DATA FOR PROCESSING:

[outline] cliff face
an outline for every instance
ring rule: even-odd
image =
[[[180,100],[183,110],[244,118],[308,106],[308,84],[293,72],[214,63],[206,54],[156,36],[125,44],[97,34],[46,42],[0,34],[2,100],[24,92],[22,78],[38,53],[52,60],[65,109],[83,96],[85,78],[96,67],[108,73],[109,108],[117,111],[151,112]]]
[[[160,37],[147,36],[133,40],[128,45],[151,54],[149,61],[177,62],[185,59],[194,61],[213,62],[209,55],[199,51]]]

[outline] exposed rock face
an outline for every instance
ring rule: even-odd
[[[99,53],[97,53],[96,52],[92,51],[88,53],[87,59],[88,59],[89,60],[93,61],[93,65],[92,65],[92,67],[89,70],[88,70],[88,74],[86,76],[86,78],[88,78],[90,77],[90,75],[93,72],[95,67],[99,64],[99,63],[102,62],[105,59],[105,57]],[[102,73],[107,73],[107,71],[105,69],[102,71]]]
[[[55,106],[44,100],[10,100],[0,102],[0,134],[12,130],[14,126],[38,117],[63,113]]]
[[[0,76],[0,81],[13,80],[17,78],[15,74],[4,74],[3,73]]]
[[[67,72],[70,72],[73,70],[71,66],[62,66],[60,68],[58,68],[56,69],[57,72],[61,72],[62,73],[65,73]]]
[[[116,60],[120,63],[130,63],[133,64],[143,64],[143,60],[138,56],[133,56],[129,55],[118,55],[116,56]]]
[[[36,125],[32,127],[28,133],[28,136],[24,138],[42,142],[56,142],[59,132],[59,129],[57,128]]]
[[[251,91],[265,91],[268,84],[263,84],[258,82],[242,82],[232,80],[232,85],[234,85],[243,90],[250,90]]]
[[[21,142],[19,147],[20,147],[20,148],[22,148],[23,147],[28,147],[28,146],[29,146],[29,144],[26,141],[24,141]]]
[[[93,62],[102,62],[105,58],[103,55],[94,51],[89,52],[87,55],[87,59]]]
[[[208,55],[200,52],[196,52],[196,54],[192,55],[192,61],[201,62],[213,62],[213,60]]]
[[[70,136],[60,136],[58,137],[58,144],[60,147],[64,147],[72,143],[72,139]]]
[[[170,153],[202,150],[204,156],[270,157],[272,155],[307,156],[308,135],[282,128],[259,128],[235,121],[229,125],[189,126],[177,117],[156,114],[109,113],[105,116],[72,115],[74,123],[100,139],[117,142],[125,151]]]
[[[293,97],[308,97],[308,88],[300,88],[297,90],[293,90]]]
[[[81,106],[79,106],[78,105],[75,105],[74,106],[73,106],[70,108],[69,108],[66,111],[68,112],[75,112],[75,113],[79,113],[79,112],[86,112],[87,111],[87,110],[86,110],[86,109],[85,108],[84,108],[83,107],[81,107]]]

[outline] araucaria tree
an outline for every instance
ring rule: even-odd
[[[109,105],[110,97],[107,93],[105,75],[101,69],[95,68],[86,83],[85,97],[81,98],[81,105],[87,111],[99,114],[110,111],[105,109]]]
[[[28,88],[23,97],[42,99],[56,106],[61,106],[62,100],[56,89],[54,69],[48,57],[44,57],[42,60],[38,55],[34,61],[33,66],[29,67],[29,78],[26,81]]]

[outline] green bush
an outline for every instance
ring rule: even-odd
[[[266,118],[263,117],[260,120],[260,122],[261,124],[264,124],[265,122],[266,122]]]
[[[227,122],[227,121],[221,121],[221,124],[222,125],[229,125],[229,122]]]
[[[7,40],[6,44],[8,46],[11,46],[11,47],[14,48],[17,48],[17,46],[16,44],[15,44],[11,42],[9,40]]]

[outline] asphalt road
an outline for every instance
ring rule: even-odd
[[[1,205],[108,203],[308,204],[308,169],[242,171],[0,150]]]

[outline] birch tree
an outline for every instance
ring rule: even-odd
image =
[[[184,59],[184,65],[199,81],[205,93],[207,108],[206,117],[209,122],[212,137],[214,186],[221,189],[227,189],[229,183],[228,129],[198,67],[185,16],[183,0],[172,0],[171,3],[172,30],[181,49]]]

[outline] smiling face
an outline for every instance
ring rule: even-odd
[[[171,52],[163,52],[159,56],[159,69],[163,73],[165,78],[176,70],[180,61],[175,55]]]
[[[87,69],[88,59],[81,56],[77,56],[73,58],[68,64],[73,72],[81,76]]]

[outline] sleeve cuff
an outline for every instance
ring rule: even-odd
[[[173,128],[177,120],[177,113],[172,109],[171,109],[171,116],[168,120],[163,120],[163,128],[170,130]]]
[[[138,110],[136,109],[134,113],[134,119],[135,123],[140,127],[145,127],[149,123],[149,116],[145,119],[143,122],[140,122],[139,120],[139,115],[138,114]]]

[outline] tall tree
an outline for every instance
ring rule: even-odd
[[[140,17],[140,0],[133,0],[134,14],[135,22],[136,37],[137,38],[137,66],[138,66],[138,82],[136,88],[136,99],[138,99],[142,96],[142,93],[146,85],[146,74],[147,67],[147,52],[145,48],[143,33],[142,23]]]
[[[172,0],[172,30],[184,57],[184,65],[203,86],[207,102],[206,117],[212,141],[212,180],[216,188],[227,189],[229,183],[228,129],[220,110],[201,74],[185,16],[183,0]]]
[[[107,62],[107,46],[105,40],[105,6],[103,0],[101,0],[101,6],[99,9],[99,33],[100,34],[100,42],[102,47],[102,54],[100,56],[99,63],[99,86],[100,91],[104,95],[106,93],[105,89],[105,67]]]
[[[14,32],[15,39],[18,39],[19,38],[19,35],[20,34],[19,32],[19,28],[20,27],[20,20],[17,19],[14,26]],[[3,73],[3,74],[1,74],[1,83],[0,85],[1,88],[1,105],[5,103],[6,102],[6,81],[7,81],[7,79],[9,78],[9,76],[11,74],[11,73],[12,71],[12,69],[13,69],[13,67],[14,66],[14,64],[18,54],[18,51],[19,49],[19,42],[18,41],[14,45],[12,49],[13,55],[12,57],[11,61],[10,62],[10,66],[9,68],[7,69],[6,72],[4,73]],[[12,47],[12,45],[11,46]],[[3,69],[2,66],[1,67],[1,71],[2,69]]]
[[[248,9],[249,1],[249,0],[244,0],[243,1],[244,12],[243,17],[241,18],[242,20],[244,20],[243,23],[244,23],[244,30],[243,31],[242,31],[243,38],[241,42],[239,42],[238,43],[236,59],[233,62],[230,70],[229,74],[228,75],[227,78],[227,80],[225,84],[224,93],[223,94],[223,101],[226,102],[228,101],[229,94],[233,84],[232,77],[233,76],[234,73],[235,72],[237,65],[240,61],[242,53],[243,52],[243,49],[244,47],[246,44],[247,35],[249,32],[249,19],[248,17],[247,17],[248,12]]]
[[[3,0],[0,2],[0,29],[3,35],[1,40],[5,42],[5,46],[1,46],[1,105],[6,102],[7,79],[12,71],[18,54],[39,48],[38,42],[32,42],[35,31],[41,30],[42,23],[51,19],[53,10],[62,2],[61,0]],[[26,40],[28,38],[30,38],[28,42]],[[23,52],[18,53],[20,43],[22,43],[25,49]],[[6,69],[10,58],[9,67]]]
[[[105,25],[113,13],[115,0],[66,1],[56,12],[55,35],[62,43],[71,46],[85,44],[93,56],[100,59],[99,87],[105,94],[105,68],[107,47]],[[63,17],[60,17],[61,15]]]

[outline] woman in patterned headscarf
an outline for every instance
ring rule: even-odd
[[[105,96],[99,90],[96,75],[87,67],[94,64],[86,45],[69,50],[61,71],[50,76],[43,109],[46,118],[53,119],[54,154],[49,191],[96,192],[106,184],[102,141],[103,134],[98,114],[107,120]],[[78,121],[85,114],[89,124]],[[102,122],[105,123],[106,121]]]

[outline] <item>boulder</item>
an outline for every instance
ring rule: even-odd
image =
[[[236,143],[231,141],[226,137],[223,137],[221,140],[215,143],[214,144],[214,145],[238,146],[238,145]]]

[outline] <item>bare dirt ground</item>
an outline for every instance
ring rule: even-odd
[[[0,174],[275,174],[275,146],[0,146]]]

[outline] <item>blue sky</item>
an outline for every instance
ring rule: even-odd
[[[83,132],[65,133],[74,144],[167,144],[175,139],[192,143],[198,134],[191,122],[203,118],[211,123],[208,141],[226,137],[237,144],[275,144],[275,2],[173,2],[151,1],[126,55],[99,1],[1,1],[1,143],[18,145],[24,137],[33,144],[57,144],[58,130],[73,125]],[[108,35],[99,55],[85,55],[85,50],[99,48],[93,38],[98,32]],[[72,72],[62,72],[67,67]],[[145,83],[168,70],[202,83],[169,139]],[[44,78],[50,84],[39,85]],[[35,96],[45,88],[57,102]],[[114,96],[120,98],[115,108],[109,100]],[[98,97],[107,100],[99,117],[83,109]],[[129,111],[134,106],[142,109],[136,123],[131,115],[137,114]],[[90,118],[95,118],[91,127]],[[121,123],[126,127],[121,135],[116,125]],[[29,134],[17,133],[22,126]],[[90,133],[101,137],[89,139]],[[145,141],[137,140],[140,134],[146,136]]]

PROBLEM TO SOLVE: Copy the rows word for word, starting at the line that contains "[outline] <item>boulder</item>" and going through the end of the rows.

CORRECT OUTPUT:
[outline] <item>boulder</item>
an outline for every instance
ring rule: even-odd
image =
[[[236,143],[231,141],[226,137],[223,137],[221,140],[215,143],[214,144],[214,145],[238,146],[238,145]]]

[outline] <item>bare dirt ground</item>
an outline for every instance
ring rule: even-odd
[[[0,174],[275,174],[275,146],[0,146]]]

[outline] <item>blue sky</item>
an outline for every instance
ring rule: even-odd
[[[83,132],[65,133],[74,144],[167,144],[175,139],[192,143],[198,134],[191,122],[203,118],[211,123],[208,141],[226,137],[237,144],[275,144],[275,2],[173,2],[151,1],[126,55],[99,1],[1,1],[1,143],[18,145],[24,137],[33,144],[57,144],[58,130],[73,125]],[[108,35],[99,55],[85,55],[85,50],[99,48],[93,38],[98,32]],[[72,72],[62,72],[67,67]],[[145,83],[168,70],[202,83],[169,139]],[[44,78],[50,84],[39,85]],[[35,96],[45,88],[57,102]],[[114,96],[120,98],[115,108],[109,100]],[[98,97],[107,100],[99,117],[83,109]],[[129,111],[134,106],[142,109],[136,123],[131,115],[137,114]],[[90,118],[95,118],[91,127]],[[121,123],[126,127],[121,135],[116,125]],[[29,134],[17,133],[22,126]],[[90,133],[101,137],[89,139]],[[145,141],[137,140],[140,134],[146,136]]]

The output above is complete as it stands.